Aim
Copy the records below word for word, keeping every line and character unchanged.

Listing
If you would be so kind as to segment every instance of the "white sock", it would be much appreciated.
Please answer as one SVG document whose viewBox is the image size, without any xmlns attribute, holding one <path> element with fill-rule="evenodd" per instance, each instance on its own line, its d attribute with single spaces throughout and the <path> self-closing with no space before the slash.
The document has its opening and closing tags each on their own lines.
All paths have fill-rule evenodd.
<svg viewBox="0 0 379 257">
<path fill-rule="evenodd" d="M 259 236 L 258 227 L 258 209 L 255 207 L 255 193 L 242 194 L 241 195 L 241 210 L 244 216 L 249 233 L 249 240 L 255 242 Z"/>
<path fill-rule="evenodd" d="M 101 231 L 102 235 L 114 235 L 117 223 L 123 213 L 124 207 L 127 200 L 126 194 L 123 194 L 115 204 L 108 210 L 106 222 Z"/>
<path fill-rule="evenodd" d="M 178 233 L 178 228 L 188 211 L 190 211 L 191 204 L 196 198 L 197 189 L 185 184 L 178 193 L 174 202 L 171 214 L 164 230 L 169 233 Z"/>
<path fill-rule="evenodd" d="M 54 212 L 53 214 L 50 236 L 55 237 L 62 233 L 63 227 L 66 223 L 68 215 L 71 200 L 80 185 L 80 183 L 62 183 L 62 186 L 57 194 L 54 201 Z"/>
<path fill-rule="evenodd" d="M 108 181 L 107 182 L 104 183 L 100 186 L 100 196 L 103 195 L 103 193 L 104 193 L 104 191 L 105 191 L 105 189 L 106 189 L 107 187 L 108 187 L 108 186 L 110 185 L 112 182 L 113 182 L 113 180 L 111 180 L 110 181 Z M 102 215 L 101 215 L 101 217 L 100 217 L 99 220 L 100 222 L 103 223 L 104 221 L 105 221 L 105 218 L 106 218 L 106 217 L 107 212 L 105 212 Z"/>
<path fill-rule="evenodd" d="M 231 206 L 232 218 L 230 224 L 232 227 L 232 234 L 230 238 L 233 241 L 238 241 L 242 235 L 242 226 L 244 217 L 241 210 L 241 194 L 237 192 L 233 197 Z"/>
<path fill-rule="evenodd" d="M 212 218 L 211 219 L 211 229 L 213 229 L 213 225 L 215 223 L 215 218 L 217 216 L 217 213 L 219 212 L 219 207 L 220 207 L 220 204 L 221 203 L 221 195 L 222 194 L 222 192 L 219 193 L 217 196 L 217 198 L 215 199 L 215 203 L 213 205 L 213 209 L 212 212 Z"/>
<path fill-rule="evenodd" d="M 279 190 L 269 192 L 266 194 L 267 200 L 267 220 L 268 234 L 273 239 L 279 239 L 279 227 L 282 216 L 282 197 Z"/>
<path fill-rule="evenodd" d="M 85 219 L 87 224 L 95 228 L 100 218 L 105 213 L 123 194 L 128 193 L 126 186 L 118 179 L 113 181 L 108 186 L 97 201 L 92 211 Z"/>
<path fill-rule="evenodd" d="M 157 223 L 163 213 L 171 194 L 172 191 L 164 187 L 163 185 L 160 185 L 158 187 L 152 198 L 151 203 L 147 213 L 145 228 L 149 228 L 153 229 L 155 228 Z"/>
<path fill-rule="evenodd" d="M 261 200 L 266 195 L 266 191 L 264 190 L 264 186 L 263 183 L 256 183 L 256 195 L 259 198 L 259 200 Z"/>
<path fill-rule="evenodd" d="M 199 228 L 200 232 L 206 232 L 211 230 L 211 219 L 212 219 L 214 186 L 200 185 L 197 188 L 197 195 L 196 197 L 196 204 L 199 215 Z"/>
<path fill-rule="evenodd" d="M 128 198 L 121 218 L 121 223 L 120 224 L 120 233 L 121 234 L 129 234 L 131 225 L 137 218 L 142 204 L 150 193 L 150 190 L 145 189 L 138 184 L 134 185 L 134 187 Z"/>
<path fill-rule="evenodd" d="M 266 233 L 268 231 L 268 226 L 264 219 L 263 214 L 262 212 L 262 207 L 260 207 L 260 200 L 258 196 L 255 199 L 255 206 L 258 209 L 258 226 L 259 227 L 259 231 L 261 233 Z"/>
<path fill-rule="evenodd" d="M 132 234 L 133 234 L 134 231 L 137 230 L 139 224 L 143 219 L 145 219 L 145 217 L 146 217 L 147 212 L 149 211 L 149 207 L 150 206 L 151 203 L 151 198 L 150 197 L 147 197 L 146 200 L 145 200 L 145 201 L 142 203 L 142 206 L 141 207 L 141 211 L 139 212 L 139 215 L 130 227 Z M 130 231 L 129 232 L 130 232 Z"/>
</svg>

Response
If you would be so kind as to segment every instance of the "white sock", it would be much appreciated.
Please answer as one SVG document whose viewBox is the image size, without any xmlns attribute, holding one <path> element with fill-rule="evenodd" per instance, each instance on its own line, its d attribute with single spaces throughout and the <path> self-closing with no space before the slash.
The document has its opening and closing tags each on their own lines.
All paths have fill-rule evenodd.
<svg viewBox="0 0 379 257">
<path fill-rule="evenodd" d="M 259 236 L 258 227 L 258 209 L 255 207 L 255 193 L 242 194 L 241 195 L 241 210 L 244 216 L 249 233 L 249 240 L 255 242 Z"/>
<path fill-rule="evenodd" d="M 101 231 L 102 235 L 114 235 L 117 223 L 123 213 L 124 207 L 127 200 L 126 194 L 123 194 L 115 204 L 108 210 L 106 222 Z"/>
<path fill-rule="evenodd" d="M 178 233 L 178 228 L 188 211 L 190 211 L 191 204 L 196 198 L 197 189 L 185 184 L 178 193 L 174 202 L 171 214 L 164 230 L 169 233 Z"/>
<path fill-rule="evenodd" d="M 54 212 L 53 214 L 50 236 L 55 237 L 62 233 L 63 227 L 66 223 L 68 215 L 71 200 L 80 185 L 80 183 L 62 183 L 62 186 L 57 194 L 54 201 Z"/>
<path fill-rule="evenodd" d="M 108 181 L 107 182 L 104 183 L 100 186 L 100 196 L 103 195 L 103 193 L 104 193 L 104 191 L 105 191 L 105 189 L 106 189 L 107 187 L 108 187 L 108 186 L 110 185 L 112 182 L 113 182 L 113 180 L 111 180 L 110 181 Z M 102 215 L 101 215 L 101 217 L 100 217 L 99 220 L 100 222 L 103 223 L 104 221 L 105 221 L 105 218 L 106 218 L 106 217 L 107 212 L 105 212 Z"/>
<path fill-rule="evenodd" d="M 231 206 L 232 218 L 230 224 L 232 227 L 232 234 L 230 238 L 233 241 L 238 241 L 242 235 L 242 226 L 244 217 L 241 210 L 241 194 L 237 192 L 233 197 Z"/>
<path fill-rule="evenodd" d="M 212 218 L 211 219 L 211 229 L 213 229 L 213 225 L 215 223 L 215 218 L 217 216 L 217 213 L 219 212 L 219 207 L 220 207 L 220 204 L 221 203 L 221 195 L 222 194 L 222 192 L 219 193 L 217 196 L 217 198 L 215 199 L 215 203 L 213 205 L 213 209 L 212 212 Z"/>
<path fill-rule="evenodd" d="M 279 190 L 269 192 L 266 194 L 267 200 L 267 220 L 268 234 L 273 239 L 279 239 L 279 227 L 282 216 L 282 197 Z"/>
<path fill-rule="evenodd" d="M 85 219 L 87 224 L 95 228 L 100 218 L 105 213 L 123 194 L 128 193 L 126 186 L 118 179 L 113 181 L 108 186 L 97 201 L 92 211 Z"/>
<path fill-rule="evenodd" d="M 157 223 L 163 213 L 171 194 L 172 191 L 164 187 L 163 185 L 160 185 L 158 187 L 152 198 L 151 203 L 147 213 L 145 228 L 149 228 L 153 229 L 155 228 Z"/>
<path fill-rule="evenodd" d="M 261 200 L 266 195 L 266 191 L 264 190 L 264 186 L 263 183 L 256 183 L 256 195 L 259 198 L 259 200 Z"/>
<path fill-rule="evenodd" d="M 199 228 L 200 232 L 206 232 L 211 230 L 211 219 L 212 219 L 214 186 L 200 185 L 197 188 L 197 195 L 196 197 L 196 204 L 199 215 Z"/>
<path fill-rule="evenodd" d="M 128 198 L 121 218 L 121 223 L 120 224 L 120 233 L 121 234 L 129 234 L 131 225 L 137 218 L 142 204 L 150 193 L 150 190 L 145 189 L 138 184 L 134 185 L 134 187 Z"/>
<path fill-rule="evenodd" d="M 266 233 L 268 231 L 268 226 L 264 219 L 263 214 L 262 212 L 262 207 L 260 207 L 260 200 L 258 196 L 255 199 L 255 206 L 258 209 L 258 226 L 259 227 L 259 231 L 261 233 Z"/>
<path fill-rule="evenodd" d="M 132 234 L 133 234 L 134 231 L 137 230 L 139 224 L 143 219 L 145 219 L 145 217 L 146 217 L 147 212 L 149 211 L 149 207 L 150 206 L 151 203 L 151 198 L 150 197 L 147 197 L 146 200 L 145 200 L 145 201 L 142 203 L 142 206 L 141 207 L 141 211 L 139 212 L 139 215 L 130 227 Z M 130 231 L 129 232 L 130 232 Z"/>
</svg>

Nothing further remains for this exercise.